## Exercise brief
In this exercise, reproduce all the entries that follow exactly.

[Pointing records]
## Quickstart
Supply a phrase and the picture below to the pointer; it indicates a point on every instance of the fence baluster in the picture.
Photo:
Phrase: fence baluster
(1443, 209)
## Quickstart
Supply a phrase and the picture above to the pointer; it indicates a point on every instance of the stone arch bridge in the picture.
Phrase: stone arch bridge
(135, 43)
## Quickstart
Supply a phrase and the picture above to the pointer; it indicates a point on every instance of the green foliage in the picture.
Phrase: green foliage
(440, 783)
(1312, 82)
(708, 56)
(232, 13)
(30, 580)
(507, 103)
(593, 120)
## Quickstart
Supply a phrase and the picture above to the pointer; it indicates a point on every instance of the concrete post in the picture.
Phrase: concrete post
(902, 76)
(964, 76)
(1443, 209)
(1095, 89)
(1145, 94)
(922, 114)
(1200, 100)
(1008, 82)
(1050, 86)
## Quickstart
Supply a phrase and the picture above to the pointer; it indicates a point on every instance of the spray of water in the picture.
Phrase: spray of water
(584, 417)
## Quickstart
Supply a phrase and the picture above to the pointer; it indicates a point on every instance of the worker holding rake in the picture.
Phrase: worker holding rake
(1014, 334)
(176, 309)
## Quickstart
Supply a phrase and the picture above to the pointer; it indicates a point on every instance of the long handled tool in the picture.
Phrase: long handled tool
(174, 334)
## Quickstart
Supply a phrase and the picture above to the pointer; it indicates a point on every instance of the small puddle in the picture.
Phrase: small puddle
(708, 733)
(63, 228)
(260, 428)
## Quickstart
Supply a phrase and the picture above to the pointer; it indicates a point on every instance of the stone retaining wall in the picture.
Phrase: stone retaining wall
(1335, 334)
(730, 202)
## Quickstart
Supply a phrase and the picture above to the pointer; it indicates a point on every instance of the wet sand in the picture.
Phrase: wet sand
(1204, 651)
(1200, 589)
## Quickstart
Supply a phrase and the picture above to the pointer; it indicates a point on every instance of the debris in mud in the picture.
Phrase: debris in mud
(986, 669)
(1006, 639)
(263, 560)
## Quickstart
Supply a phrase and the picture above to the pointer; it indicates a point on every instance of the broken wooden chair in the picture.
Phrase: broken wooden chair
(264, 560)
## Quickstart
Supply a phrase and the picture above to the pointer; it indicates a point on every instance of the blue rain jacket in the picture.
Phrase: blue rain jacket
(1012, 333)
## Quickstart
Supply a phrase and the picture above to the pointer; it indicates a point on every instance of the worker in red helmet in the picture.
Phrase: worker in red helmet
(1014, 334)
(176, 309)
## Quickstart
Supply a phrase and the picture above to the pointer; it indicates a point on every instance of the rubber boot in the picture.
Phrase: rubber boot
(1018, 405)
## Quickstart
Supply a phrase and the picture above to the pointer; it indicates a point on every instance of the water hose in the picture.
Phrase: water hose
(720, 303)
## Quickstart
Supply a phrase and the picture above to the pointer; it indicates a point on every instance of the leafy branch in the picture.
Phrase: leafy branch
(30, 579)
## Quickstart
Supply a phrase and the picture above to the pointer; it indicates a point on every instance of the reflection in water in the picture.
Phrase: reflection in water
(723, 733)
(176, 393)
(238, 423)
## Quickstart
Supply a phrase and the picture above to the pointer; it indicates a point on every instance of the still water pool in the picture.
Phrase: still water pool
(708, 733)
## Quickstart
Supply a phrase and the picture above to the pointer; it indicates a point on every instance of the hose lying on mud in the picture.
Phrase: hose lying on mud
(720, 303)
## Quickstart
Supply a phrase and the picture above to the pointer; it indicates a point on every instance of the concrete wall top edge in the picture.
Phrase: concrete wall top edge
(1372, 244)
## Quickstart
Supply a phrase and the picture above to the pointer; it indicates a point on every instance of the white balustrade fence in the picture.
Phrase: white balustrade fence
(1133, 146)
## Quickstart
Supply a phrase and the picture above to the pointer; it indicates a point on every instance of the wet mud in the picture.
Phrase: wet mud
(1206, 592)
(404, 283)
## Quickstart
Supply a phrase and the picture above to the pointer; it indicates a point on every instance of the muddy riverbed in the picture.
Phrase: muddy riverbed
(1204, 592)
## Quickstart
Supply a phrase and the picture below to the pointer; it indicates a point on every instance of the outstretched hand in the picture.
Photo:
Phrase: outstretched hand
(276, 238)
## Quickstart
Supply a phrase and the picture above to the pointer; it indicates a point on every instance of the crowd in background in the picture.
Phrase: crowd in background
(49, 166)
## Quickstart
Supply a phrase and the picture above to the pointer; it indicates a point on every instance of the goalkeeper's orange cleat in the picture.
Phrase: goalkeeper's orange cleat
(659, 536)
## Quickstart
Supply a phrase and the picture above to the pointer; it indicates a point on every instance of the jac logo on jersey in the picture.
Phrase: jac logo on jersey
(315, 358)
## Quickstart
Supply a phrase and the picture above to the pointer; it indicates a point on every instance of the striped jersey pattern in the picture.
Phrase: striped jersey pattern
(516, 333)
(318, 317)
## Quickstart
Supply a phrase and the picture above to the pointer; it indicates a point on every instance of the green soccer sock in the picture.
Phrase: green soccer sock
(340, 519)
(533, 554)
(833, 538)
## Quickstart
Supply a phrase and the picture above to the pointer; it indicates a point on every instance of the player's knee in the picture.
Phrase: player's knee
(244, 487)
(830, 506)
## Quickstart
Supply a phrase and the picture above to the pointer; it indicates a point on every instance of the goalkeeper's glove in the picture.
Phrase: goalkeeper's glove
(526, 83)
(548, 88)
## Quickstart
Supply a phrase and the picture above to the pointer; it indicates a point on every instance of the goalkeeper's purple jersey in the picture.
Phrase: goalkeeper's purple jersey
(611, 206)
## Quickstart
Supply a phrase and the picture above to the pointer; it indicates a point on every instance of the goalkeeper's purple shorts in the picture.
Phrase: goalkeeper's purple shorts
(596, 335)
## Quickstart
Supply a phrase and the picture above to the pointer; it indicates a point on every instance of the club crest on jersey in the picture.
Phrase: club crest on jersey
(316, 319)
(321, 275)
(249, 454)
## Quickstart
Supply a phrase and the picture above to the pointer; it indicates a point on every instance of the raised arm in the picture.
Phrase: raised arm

## Solution
## Quickstart
Supply a phrase and the picture below to the pointer; it indicates a point on every instance of the fence baluster in the picture.
Photo:
Phrase: fence baluster
(1443, 209)
## Quickstart
Supply a phrase and the picture above to the pointer; it indicates a point on every instance of the stone arch bridge in the picture.
Phrase: stone arch bridge
(135, 43)
## Quickstart
Supply a phrase and the picture above to the pointer; it indicates a point on every instance of the green foliage in the picture.
Phrase: green foliage
(440, 783)
(1312, 82)
(708, 56)
(232, 13)
(30, 580)
(507, 103)
(593, 120)
## Quickstart
Supply a phrase and the picture above to the pointer; it indicates a point on every instance of the concrete post in the picture.
Phrase: concrete post
(902, 76)
(964, 76)
(1443, 209)
(1095, 89)
(1145, 94)
(922, 114)
(1200, 100)
(1008, 82)
(1050, 86)
## Quickstart
Supply a phrase and the picture above to the pointer; it indicates a point on every instance of the spray of water in the picture.
Phrase: spray of water
(584, 417)
## Quickstart
Supply a phrase and the picture above to the pointer; it indicates a point on every instance of the worker holding rake in the picture.
Phrase: worker holding rake
(1014, 334)
(176, 309)
## Quickstart
Supply a phrase and the picture above to the pointer; it indicates a point on every instance of the long handled tool in the picture.
Phrase: long handled tool
(174, 334)
## Quickstart
Supply a phrase and the picture above to the pointer; it indicates a point on every instance of the small puddle in the picture.
Phrase: small puddle
(708, 733)
(63, 228)
(260, 428)
## Quickstart
Supply a phrase and the picture above to the pointer; it indicates a point on every instance of the stone retaining wall in the picture.
Phrase: stone retaining wall
(1335, 334)
(730, 202)
## Quickstart
Supply a phrase and the picture above to the pointer; it indicates a point on every instance of the wet sand in the picture.
Phrase: wet sand
(1204, 651)
(1200, 589)
## Quickstart
Supply a phrase and the picture above to the pointer; it indicates a point on every instance of the debris in mud in the picture.
Phrase: debris in mud
(986, 669)
(1006, 639)
(263, 560)
## Quickstart
Supply a phrase and the picture above to the pointer; it indicates a point on every instance of the broken wooden chair in the picture.
Phrase: broken wooden chair
(264, 560)
## Quickstart
Supply a phrase and the picture above to the pointer; it indicates a point on every instance of the blue rain jacket in the picture.
Phrase: blue rain jacket
(1012, 333)
## Quickstart
Supply a phrase and the picture above to the pointer; it indicates a point on every instance of the worker in red helmet in the picture.
Phrase: worker in red helmet
(1014, 334)
(176, 309)
## Quickstart
Supply a phrase and the picture above to the pointer; it indicates a point on every instance of the rubber boot in the picture.
Phrase: rubber boot
(1018, 405)
## Quickstart
Supply a phrase and the picture above to the pointer; it indicates a point on every instance of the water hose in the picture.
Phrase: water hose
(720, 303)
## Quickstart
Supply a phrase and the picture above to the pointer; it indicates a point on every instance of the leafy branch in the picture.
Phrase: leafy branch
(30, 579)
## Quickstart
Supply a phrase and the picture above to the pointer; it indicates a point on every instance of the reflection in water in the picture.
Phrase: reflection in water
(723, 733)
(176, 393)
(238, 423)
## Quickstart
Supply a phrase and the picture above to the pointer; it indicates a point on every instance of the still water pool in the picture.
Phrase: still water pool
(708, 733)
## Quickstart
Supply a phrase and the picture above to the pointer; it indicates a point on every instance of the hose lying on mud in the picture.
Phrase: hose lying on mud
(720, 303)
## Quickstart
Supply a phrase and the picture above to the pointer; it indicates a point on every instance of the concrete wall top edge in the picture.
Phrase: concrete wall top edge
(1372, 244)
## Quickstart
Supply a phrase and the picture above to the pointer; it indicates a point on every instance of the white balustrade fence in the picture.
Phrase: white balustrade fence
(1133, 146)
## Quickstart
Supply a phrase and the picture above to the pointer; it indicates a point on every instance of the wet mud in the picture.
Phrase: wet mud
(1206, 592)
(404, 283)
## Quickstart
Supply a phrase and the picture above to the pointer; it indicates a point on every instance of the muddy riverbed in the picture.
Phrase: muddy riverbed
(1204, 592)
## Quickstart
Supply a phrase and the picture below to the pointer; it indicates a point on every instance of the outstretched hand in the picture.
Photo:
Phrase: outstretched hand
(276, 238)
## Quickstart
Supply a phrase and the picture above to the pointer; it indicates a point on every instance of the crowd in background in the picture.
Phrase: crowd in background
(49, 166)
## Quickstart
Supply a phrase and the picture above to the pointer; it indicates a point on every instance of the goalkeeper's orange cleat in the picture.
Phrase: goalkeeper's orange cleat
(659, 536)
## Quickstart
Supply a phrase and the picture above to the pointer; it indicates a point on every instance of the jac logo on jersey in the picture.
Phrase: jac logo on jersey
(315, 358)
## Quickstart
Supply a phrase and the picture above to the pointer; it indicates a point on every instance of the striped jersey pattern in the picture.
Phrase: striped jersey pattern
(516, 333)
(318, 317)
## Quickstart
Supply a phrase and the picture above to the pointer; it indicates a point on every instance of the green soccer sock in the picture.
Phrase: green soccer sock
(340, 519)
(533, 554)
(833, 538)
## Quickstart
Supply a phrase and the picture above to the pointer; it indicates a point on every instance of the player's knee in the picture.
Phrase: player's knee
(244, 487)
(830, 506)
## Quickstart
Supply a phrase and the picture above to the pointer; it indicates a point on every instance of the goalkeeper's glove in the picture.
Phrase: goalkeeper's glove
(526, 83)
(548, 88)
## Quickstart
Supply a phrase and the picture above to the pointer; it indicates a point on every instance of the goalkeeper's purple jersey in the picture.
Phrase: goalkeeper's purple jersey
(611, 206)
## Quickstart
Supply a phrase and the picture above to the pointer; it indicates a point on every instance of the goalkeeper's purple shorts in the picture.
Phrase: goalkeeper's purple shorts
(596, 335)
## Quickstart
Supply a phrase and the picture above to the pointer; it indicates a point on every instance of the club crest on jersey in the picture.
Phrase: club crest on jersey
(316, 319)
(321, 275)
(249, 454)
## Quickstart
Supply a phrase and the picture above to the pointer; it indicates a point on every instance of the raised arm in the picture.
Phrase: raised arm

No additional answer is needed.